INFORMATION GIVEN
[BEGIN]
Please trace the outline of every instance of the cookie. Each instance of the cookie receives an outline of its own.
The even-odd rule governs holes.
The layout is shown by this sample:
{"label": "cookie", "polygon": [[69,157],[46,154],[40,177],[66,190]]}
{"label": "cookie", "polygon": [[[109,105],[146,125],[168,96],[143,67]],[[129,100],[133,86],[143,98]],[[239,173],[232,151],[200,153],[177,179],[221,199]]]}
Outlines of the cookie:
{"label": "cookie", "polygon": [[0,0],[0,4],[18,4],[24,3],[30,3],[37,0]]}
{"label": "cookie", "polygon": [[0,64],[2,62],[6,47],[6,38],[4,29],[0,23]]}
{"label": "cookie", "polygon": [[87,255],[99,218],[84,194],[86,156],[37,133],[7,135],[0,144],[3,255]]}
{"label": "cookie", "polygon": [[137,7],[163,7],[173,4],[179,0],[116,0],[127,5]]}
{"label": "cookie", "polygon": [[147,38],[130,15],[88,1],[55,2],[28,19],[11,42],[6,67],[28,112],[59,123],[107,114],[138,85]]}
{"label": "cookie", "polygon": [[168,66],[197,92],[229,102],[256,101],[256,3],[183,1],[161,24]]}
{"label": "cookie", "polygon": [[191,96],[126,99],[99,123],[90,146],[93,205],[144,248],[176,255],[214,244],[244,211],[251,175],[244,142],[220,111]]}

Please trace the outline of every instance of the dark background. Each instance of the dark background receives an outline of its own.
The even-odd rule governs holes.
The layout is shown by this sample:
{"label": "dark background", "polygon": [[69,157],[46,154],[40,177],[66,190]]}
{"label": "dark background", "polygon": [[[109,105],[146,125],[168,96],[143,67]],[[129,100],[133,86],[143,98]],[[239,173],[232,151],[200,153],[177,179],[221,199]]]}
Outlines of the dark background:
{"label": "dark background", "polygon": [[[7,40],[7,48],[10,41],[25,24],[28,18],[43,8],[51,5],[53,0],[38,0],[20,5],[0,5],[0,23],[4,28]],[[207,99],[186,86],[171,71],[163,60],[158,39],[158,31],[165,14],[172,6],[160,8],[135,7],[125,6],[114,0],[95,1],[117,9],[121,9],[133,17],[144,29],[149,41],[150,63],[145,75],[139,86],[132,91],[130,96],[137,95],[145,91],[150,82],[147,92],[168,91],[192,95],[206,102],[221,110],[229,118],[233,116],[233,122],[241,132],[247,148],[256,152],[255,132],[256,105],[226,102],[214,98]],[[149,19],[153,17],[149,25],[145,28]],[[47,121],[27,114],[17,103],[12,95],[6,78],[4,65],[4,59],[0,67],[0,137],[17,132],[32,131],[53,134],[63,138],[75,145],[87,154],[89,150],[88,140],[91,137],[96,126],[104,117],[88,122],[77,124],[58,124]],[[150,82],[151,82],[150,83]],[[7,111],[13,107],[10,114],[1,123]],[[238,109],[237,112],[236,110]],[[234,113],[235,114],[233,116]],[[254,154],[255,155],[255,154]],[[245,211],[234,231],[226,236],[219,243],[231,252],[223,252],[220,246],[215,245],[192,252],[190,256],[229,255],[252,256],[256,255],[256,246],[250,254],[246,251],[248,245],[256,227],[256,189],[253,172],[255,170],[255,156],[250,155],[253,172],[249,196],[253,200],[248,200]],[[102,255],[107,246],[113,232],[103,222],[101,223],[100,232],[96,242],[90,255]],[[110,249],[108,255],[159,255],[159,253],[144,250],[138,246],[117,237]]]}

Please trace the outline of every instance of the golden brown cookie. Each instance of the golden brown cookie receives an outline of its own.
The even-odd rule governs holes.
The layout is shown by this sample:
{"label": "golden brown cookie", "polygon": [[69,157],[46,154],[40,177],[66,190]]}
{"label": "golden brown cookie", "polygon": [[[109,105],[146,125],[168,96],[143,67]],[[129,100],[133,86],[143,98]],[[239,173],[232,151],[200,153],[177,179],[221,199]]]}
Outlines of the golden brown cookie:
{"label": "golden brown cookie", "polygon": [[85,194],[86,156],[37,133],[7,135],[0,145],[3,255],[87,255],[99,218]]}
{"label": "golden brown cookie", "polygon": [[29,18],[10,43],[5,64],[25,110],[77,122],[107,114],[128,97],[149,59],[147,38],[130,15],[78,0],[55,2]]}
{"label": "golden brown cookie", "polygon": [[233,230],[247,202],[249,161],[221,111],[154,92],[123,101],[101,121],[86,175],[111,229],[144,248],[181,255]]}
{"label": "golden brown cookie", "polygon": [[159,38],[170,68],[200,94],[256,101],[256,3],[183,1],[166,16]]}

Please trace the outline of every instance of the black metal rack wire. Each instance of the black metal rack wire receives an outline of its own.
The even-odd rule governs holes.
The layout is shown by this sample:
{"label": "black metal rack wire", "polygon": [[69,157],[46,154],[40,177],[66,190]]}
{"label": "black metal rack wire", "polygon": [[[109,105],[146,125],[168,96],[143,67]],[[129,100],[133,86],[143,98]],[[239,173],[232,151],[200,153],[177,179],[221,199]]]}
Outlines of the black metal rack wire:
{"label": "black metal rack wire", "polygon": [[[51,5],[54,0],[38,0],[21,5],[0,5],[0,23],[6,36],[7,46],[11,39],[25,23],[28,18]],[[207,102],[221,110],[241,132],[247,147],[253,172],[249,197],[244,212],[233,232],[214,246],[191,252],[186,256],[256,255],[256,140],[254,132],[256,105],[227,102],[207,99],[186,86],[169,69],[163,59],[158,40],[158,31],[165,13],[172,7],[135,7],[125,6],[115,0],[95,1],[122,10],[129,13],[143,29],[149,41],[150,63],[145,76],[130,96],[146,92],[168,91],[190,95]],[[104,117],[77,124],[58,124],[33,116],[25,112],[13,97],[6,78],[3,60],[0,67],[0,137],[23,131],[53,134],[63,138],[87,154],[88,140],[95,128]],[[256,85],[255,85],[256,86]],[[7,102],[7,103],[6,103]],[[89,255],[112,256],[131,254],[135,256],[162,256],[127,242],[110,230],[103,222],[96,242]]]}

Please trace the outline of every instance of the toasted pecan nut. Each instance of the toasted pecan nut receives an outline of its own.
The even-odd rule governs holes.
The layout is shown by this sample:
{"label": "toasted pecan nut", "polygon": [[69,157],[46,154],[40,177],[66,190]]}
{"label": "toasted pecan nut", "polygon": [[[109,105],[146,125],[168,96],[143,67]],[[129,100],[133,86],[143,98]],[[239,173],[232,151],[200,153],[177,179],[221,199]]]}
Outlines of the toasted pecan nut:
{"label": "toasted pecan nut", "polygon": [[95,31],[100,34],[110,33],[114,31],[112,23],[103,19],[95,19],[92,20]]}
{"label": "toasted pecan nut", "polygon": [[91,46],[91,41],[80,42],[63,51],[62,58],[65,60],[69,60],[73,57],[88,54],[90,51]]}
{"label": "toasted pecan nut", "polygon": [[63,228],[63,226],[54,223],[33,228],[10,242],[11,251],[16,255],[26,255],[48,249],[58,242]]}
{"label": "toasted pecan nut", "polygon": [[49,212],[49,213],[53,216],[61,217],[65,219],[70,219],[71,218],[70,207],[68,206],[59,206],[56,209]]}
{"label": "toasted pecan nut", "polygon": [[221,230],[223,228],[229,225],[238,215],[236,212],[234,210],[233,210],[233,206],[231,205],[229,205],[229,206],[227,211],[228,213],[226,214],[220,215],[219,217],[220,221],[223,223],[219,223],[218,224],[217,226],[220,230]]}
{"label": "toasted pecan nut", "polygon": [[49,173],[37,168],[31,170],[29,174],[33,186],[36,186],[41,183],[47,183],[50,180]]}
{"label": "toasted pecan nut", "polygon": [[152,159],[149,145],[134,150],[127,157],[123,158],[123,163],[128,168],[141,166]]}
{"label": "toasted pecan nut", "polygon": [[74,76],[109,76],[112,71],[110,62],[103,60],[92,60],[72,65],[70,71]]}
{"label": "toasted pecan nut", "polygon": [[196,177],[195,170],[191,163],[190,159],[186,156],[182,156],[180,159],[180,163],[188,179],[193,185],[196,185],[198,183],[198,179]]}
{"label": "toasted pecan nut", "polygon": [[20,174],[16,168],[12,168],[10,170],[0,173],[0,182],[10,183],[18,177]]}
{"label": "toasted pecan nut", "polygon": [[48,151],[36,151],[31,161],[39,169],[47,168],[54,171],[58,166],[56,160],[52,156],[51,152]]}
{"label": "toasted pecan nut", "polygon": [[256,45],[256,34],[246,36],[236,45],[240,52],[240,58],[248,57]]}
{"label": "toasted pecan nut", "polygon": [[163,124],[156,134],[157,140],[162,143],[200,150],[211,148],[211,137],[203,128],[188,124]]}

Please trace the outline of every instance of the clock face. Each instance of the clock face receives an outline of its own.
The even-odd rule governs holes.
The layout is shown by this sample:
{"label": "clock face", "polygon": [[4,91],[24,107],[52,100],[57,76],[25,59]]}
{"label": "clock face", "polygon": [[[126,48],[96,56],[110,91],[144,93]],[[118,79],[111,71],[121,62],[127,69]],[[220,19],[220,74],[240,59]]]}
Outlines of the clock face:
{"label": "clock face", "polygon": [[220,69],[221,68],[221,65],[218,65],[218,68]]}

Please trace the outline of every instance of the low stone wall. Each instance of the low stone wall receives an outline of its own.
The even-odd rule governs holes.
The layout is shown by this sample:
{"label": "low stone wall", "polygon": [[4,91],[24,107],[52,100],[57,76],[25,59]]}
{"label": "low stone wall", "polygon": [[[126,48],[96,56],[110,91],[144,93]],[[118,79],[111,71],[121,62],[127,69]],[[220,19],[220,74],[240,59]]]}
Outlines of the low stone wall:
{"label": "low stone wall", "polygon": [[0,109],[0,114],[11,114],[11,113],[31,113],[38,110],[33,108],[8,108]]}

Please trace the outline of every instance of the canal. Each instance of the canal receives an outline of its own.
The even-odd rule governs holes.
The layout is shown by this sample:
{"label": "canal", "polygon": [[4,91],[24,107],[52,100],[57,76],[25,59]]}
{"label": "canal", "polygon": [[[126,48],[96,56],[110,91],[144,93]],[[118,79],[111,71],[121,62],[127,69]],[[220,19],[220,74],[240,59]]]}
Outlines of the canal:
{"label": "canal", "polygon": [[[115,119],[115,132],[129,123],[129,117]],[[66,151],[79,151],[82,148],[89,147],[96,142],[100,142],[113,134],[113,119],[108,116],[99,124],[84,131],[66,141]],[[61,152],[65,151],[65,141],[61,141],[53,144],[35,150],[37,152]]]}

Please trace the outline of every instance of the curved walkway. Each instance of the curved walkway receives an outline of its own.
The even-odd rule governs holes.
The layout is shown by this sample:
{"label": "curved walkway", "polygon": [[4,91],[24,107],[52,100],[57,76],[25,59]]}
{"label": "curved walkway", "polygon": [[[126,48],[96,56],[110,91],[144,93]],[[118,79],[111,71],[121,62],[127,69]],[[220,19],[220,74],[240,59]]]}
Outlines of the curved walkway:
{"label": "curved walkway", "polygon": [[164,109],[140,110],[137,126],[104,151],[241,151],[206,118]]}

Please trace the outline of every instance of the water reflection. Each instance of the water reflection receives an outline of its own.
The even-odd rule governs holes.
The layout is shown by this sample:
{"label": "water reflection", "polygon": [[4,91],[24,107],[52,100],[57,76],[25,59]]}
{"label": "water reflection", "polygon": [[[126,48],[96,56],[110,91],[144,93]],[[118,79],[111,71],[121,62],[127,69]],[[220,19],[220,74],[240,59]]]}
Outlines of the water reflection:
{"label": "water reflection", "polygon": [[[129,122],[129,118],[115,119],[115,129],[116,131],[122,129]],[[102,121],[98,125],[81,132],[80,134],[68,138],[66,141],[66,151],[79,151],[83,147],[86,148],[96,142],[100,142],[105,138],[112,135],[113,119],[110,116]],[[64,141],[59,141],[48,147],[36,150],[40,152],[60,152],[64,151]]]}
[END]
Please pick out every line in the records above that contains the string "walkway" and copy each of those lines. Case counts.

Please trace the outline of every instance of the curved walkway. Each instance of the curved walkway receives an outline of its own.
{"label": "curved walkway", "polygon": [[4,91],[24,107],[52,100],[57,76],[25,59]]}
{"label": "curved walkway", "polygon": [[[126,48],[96,56],[110,91],[144,93]],[[118,79],[111,71],[121,62],[127,69]],[[220,19],[220,74],[240,59]]]}
Outlines of the curved walkway:
{"label": "curved walkway", "polygon": [[164,109],[140,110],[137,126],[104,151],[241,151],[206,118]]}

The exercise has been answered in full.